• **Directive**
Please render every line of the rows below as a JSON list of strings, with one string per line and blank lines left out.

• **Data for this task**

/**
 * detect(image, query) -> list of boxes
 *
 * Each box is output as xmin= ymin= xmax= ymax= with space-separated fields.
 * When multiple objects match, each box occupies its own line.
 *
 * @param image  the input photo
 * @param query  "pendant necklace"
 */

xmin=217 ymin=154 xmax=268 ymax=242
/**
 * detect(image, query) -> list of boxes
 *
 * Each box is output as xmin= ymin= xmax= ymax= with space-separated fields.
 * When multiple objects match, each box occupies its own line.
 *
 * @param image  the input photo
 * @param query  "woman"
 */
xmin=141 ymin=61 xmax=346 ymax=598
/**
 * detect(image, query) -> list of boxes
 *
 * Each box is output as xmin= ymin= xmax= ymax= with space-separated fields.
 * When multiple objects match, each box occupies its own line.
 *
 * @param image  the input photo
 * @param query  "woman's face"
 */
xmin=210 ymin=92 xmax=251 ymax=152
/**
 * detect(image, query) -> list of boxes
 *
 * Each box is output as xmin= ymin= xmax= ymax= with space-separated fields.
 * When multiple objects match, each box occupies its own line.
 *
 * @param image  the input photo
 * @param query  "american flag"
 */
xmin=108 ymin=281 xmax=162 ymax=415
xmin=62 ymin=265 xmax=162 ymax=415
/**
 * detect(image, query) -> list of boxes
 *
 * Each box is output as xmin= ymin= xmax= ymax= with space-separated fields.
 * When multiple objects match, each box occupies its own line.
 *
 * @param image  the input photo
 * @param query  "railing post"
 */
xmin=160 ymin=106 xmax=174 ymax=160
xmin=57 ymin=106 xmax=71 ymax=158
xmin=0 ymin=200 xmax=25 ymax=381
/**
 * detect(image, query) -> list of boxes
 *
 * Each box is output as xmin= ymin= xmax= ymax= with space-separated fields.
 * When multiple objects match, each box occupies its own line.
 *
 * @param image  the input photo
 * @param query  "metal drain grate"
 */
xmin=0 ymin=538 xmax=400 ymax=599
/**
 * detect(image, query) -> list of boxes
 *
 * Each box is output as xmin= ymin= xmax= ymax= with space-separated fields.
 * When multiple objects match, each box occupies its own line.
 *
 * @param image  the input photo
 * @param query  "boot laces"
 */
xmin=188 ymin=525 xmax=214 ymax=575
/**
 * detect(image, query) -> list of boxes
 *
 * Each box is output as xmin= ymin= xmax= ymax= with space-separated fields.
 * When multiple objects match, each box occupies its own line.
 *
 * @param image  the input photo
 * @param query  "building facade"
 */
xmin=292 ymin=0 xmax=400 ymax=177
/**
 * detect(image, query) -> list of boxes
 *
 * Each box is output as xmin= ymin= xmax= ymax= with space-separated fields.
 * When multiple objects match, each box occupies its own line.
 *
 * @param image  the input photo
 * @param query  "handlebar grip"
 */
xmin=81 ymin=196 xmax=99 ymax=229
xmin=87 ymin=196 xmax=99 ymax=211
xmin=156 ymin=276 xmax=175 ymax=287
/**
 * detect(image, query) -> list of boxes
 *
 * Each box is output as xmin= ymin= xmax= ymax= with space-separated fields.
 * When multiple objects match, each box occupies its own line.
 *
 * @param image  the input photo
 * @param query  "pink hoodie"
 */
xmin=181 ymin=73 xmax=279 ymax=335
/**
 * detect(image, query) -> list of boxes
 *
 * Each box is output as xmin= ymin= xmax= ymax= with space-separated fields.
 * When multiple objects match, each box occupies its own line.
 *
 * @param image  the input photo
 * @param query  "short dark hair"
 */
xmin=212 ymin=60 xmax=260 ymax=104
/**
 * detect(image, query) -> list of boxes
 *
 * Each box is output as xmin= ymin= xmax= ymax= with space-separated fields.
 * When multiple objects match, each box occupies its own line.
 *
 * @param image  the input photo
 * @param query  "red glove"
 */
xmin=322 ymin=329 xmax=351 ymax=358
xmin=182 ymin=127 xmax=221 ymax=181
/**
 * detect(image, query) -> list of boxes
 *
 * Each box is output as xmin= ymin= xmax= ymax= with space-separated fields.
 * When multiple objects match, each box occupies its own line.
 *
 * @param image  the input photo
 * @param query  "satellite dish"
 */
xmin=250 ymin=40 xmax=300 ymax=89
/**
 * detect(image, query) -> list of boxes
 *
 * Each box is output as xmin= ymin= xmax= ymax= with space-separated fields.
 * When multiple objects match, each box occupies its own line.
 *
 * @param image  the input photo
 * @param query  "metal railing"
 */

• **Result**
[
  "/**",
  " * detect(image, query) -> list of boxes",
  " *",
  " * Each box is output as xmin= ymin= xmax= ymax= with space-separated fields.",
  " * When multiple objects match, each box occupies its own line.",
  " *",
  " * @param image  the input photo",
  " * @param query  \"pendant necklace\"",
  " */",
  "xmin=217 ymin=154 xmax=268 ymax=242",
  "/**",
  " * detect(image, query) -> list of boxes",
  " *",
  " * Each box is output as xmin= ymin= xmax= ymax= with space-separated fields.",
  " * When multiple objects match, each box occupies its own line.",
  " *",
  " * @param image  the input photo",
  " * @param query  \"woman\"",
  " */",
  "xmin=141 ymin=61 xmax=346 ymax=598",
  "/**",
  " * detect(image, query) -> list of boxes",
  " *",
  " * Each box is output as xmin= ymin= xmax= ymax= with space-separated fields.",
  " * When multiple objects match, each box occupies its own line.",
  " *",
  " * @param image  the input photo",
  " * @param query  \"woman's face\"",
  " */",
  "xmin=210 ymin=92 xmax=251 ymax=152",
  "/**",
  " * detect(image, query) -> list of boxes",
  " *",
  " * Each box is output as xmin= ymin= xmax= ymax= with space-separated fields.",
  " * When multiple objects match, each box occupies its own line.",
  " *",
  " * @param image  the input photo",
  " * @param query  \"american flag\"",
  " */",
  "xmin=108 ymin=281 xmax=162 ymax=415",
  "xmin=62 ymin=265 xmax=162 ymax=415",
  "/**",
  " * detect(image, query) -> list of boxes",
  " *",
  " * Each box is output as xmin= ymin= xmax= ymax= with space-separated fields.",
  " * When multiple objects match, each box occupies its own line.",
  " *",
  " * @param image  the input photo",
  " * @param query  \"railing post\"",
  " */",
  "xmin=160 ymin=106 xmax=174 ymax=160",
  "xmin=57 ymin=106 xmax=71 ymax=158",
  "xmin=0 ymin=200 xmax=25 ymax=381",
  "/**",
  " * detect(image, query) -> list of boxes",
  " *",
  " * Each box is output as xmin= ymin= xmax= ymax= with space-separated fields.",
  " * When multiple objects match, each box occupies its own line.",
  " *",
  " * @param image  the input photo",
  " * @param query  \"metal drain grate\"",
  " */",
  "xmin=0 ymin=538 xmax=400 ymax=599",
  "/**",
  " * detect(image, query) -> list of boxes",
  " *",
  " * Each box is output as xmin= ymin= xmax= ymax= with space-separated fields.",
  " * When multiple objects match, each box occupies its own line.",
  " *",
  " * @param image  the input photo",
  " * @param query  \"boot laces\"",
  " */",
  "xmin=188 ymin=525 xmax=214 ymax=575",
  "/**",
  " * detect(image, query) -> list of boxes",
  " *",
  " * Each box is output as xmin= ymin= xmax= ymax= with space-separated fields.",
  " * When multiple objects match, each box occupies its own line.",
  " *",
  " * @param image  the input photo",
  " * @param query  \"building facade\"",
  " */",
  "xmin=292 ymin=0 xmax=400 ymax=177",
  "/**",
  " * detect(image, query) -> list of boxes",
  " *",
  " * Each box is output as xmin= ymin= xmax= ymax= with space-separated fields.",
  " * When multiple objects match, each box occupies its own line.",
  " *",
  " * @param image  the input photo",
  " * @param query  \"handlebar grip\"",
  " */",
  "xmin=81 ymin=196 xmax=99 ymax=229",
  "xmin=87 ymin=196 xmax=99 ymax=211",
  "xmin=156 ymin=276 xmax=175 ymax=287",
  "/**",
  " * detect(image, query) -> list of boxes",
  " *",
  " * Each box is output as xmin= ymin= xmax= ymax= with space-separated fields.",
  " * When multiple objects match, each box occupies its own line.",
  " *",
  " * @param image  the input photo",
  " * @param query  \"pink hoodie\"",
  " */",
  "xmin=181 ymin=73 xmax=279 ymax=335",
  "/**",
  " * detect(image, query) -> list of boxes",
  " *",
  " * Each box is output as xmin= ymin= xmax= ymax= with space-separated fields.",
  " * When multiple objects match, each box occupies its own line.",
  " *",
  " * @param image  the input photo",
  " * @param query  \"short dark hair\"",
  " */",
  "xmin=212 ymin=60 xmax=260 ymax=104",
  "/**",
  " * detect(image, query) -> list of boxes",
  " *",
  " * Each box is output as xmin= ymin= xmax= ymax= with space-separated fields.",
  " * When multiple objects match, each box occupies its own line.",
  " *",
  " * @param image  the input photo",
  " * @param query  \"red glove\"",
  " */",
  "xmin=322 ymin=329 xmax=351 ymax=358",
  "xmin=182 ymin=127 xmax=221 ymax=181",
  "/**",
  " * detect(image, query) -> list of boxes",
  " *",
  " * Each box is output as xmin= ymin= xmax= ymax= with space-separated fields.",
  " * When multiple objects match, each box occupies its own line.",
  " *",
  " * @param image  the input photo",
  " * @param query  \"satellite dish\"",
  " */",
  "xmin=250 ymin=40 xmax=300 ymax=89",
  "/**",
  " * detect(image, query) -> list of boxes",
  " *",
  " * Each box is output as xmin= ymin= xmax= ymax= with space-separated fields.",
  " * When multiple objects match, each box occupies its own line.",
  " *",
  " * @param image  the input photo",
  " * @param query  \"metal railing\"",
  " */"
]